■ **Work task 1**
In the aflatoxins article, which research groups are part of the campaign?
■ **Work task 2**
Translate this sentence from the aflatoxins article into Spanish: "Many of these crops are staple foods in different parts of Uganda."
■ **Work task 3**
Continue the aflatoxins article from its final sentence.

■ **Selected text**
=-=-=-=-=
Animal feeds made from grains with aflatoxins are also harmful to animals.
KAMPALA - Various stakeholders, including the agriculture ministry, have embarked on a sensitisation food safety drive against aflatoxins.
Research groups from Makerere University and the African Union Commission are part of the campaign.
At the launch in Kampala on Wednesday, the discussion pivoted around what causes aflatoxins and how best to deal with them. Beatrice Byaruhanga, the director of agriculture extension services at the agriculture ministry attended the launch.
Prof. Archileo Kaaya of Makerere University training journalists
The poisonous compounds are produced by a certain fungi found in agricultural crops such as maize, peanuts and tree nuts.
They grow on grains that have been poorly handled by farmers, traders and in some cases, consumers.
Grains, including millet and sorghum, can develop moulds at the level of harvest, storage, transportation or processing, especially in conditions of high temperature and relative humidity.
Many of these crops are staple foods in different parts of Uganda.
Sorghum is a common food crop in many parts of Uganda
Dried foods with low moisture content, such as cassava and spaghetti, can become contaminated by aflatoxins.
Both humans and animals are in danger. Health experts worry for increasing risk of liver cancer for humans following eating food with aflatoxins.
"Human health can be affected, leading to reduced immunity, digestive disorders, low birth weight and impaired child growth," said Prof. Archileo Kaaya from Makerere University.
Animal feeds made from grains with aflatoxins are also harmful to animals, leading to low meat and milk producation and death in severe cases.
=-=-=-=-=
■ **Data under study**
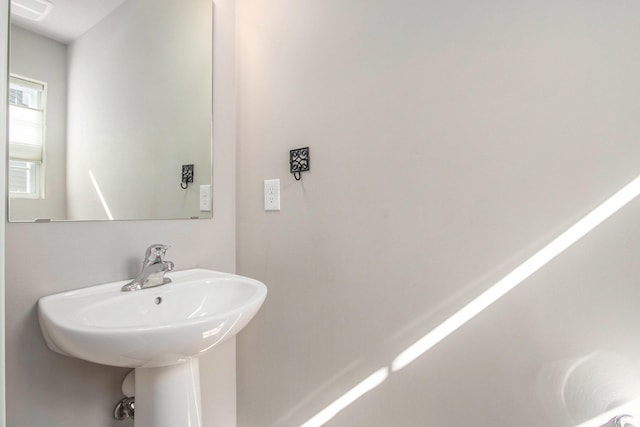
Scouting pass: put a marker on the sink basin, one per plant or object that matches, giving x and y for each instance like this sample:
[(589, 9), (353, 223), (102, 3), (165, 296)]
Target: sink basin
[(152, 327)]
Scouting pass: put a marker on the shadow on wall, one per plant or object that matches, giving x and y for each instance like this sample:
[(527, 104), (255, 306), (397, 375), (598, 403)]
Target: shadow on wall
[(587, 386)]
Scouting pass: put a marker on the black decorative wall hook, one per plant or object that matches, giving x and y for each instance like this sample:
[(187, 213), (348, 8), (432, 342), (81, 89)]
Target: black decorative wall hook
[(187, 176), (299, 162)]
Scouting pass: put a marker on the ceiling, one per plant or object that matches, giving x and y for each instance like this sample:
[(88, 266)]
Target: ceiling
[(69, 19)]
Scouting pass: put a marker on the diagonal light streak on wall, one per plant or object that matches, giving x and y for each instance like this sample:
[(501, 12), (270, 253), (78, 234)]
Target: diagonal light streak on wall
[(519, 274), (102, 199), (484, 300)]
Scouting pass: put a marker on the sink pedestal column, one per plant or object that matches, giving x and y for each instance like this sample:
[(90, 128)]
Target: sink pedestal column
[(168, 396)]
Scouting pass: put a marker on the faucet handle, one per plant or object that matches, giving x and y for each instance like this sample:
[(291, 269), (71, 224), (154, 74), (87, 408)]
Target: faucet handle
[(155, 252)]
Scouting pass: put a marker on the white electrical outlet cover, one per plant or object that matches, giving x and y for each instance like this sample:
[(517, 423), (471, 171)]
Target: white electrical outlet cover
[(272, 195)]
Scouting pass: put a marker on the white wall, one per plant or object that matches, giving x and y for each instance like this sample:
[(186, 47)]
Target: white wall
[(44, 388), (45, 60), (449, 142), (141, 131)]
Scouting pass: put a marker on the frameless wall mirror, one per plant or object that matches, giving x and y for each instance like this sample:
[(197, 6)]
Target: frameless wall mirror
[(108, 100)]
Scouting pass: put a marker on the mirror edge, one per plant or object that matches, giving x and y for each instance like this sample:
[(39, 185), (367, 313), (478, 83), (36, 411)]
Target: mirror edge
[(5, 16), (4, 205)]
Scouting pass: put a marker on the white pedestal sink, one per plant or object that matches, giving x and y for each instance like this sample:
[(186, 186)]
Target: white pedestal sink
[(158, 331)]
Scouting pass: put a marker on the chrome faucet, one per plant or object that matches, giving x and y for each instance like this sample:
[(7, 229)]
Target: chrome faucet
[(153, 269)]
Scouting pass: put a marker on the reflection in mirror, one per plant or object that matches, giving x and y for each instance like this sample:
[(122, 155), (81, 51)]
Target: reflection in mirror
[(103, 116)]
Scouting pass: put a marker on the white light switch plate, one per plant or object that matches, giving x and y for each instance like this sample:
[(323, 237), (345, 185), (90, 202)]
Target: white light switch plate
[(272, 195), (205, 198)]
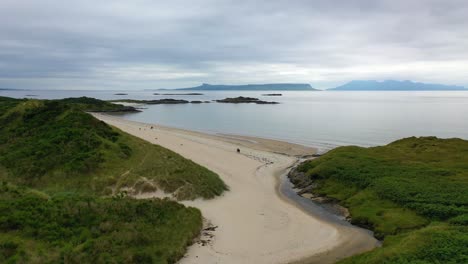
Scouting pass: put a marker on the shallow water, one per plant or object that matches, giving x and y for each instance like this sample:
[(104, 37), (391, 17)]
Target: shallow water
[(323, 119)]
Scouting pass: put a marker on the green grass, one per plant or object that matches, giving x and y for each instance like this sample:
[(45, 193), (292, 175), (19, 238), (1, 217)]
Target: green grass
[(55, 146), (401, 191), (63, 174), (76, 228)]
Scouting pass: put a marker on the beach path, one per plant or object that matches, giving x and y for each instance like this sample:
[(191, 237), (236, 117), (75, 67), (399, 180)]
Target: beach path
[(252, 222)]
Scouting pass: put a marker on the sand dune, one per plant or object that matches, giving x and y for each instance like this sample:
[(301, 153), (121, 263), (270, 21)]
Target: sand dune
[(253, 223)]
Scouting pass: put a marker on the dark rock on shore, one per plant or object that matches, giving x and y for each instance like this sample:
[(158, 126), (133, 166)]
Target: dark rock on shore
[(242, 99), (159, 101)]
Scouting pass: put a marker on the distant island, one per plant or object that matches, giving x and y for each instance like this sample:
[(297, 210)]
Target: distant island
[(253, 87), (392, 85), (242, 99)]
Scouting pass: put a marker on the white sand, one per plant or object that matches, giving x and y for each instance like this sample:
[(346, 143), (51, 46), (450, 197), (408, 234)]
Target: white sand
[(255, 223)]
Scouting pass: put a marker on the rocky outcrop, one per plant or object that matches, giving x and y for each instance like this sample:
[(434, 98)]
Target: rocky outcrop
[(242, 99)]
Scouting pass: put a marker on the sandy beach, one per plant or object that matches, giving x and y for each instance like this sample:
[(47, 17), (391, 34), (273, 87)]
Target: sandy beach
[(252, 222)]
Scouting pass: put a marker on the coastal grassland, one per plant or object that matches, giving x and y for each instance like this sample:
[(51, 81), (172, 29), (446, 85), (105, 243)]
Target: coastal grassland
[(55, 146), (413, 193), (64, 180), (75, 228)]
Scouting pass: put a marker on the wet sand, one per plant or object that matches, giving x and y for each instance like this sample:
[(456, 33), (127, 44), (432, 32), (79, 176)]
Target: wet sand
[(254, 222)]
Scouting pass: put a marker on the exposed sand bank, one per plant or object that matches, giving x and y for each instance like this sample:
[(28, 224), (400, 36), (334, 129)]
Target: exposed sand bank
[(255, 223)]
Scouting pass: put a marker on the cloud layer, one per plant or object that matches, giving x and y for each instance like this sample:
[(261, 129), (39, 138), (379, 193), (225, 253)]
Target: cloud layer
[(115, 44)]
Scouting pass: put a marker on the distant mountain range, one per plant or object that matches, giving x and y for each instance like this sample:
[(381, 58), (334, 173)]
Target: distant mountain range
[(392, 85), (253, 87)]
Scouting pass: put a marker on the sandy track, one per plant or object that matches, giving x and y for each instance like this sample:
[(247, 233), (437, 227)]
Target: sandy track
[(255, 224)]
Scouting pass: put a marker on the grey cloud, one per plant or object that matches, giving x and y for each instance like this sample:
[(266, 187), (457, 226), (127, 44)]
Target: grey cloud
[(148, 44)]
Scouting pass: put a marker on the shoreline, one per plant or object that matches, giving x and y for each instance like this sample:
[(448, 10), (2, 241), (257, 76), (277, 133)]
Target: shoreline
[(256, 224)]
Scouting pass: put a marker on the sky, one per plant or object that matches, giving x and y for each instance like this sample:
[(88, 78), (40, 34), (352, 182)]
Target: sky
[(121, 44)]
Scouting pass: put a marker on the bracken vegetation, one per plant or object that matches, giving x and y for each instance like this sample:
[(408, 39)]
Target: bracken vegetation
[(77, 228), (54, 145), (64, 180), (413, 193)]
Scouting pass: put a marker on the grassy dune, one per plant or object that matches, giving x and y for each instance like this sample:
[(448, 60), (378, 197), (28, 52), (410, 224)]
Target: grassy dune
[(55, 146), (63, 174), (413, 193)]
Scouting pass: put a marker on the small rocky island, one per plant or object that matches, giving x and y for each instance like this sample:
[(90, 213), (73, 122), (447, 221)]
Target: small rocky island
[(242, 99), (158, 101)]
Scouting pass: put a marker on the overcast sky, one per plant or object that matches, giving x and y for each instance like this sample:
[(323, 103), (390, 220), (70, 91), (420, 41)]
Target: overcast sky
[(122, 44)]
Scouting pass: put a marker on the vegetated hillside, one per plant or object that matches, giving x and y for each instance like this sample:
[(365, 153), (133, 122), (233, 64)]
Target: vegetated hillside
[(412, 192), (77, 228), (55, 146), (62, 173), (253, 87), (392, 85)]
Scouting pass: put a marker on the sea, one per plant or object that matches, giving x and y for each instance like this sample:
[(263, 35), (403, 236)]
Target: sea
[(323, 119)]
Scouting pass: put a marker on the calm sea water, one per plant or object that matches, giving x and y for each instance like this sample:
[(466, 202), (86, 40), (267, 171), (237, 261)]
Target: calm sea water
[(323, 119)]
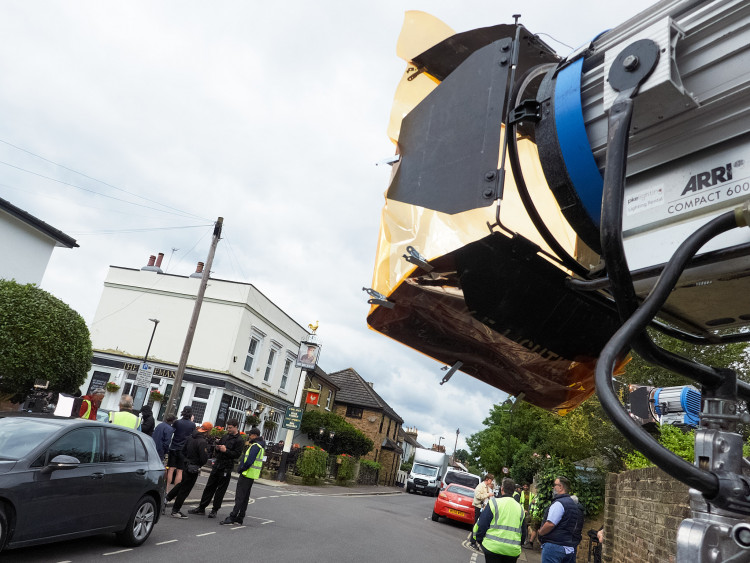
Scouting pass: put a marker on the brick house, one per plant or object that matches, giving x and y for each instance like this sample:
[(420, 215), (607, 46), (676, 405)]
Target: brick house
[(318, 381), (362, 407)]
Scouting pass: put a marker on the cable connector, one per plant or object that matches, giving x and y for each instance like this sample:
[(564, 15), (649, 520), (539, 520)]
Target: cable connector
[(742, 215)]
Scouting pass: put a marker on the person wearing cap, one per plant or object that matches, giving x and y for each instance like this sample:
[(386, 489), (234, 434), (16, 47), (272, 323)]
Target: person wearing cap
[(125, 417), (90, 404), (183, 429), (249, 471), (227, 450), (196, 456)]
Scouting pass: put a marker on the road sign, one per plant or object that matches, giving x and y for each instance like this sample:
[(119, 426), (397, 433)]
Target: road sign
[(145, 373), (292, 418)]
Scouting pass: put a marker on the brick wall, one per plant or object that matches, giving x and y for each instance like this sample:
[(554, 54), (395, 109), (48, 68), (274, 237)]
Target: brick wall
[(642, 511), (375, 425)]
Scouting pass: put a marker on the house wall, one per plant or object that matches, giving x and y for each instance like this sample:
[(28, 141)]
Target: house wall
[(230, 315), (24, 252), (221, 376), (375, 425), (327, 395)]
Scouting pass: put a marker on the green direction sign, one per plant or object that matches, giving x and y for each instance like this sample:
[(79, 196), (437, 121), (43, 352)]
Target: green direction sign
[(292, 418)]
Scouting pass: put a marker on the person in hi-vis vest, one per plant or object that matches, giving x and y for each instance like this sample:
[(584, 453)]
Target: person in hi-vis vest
=-=-=-=-=
■ **Task answer 1**
Research groups from Makerere University and the African Union Commission.

■ **Task answer 2**
Muchos de estos cultivos son alimentos básicos en distintas partes de Uganda.

■ **Task answer 3**
“Different Ugandan media personnel covering the agriculture beat were provided with vital information about aflatoxins, as well as having a National Action Plan on aflatoxins to combat the challenges," said Wezi Sambo from African Union Commission.
Journalists covering the agriculture beat were provided with vital information about aflatoxins
Aflatoxins are a global challenge, said Prof. Kaaya.
"Developing countries remain gravely challenged largely due to poor and rudimentary methods of food handling, especially by farmers," he told the meeting at Kampala Serena Hotel.
Many farmer practise poor drying techniques for grain crops, including drying on the ground.
Besides, open exposure to dust and other pollutants and drying food on the roof also create an avenue for mould to get into the grains.
Storing grains under humidity conditions and contaminating it with animal waste and other pollutants is also a problem.
So what can farmers do to deal with the poisonous compounds?
You can use drying racks instead of drying your grains on the ground
Part of the sensitisation campaign involves educating farmers on proper post-harvest handling of food stuffs.
Instead of drying the grains on the ground, use drying mats.
For storage, use silos.
Farmers will also be educated on good quality seeds to use to reduce aflatoxin contamination.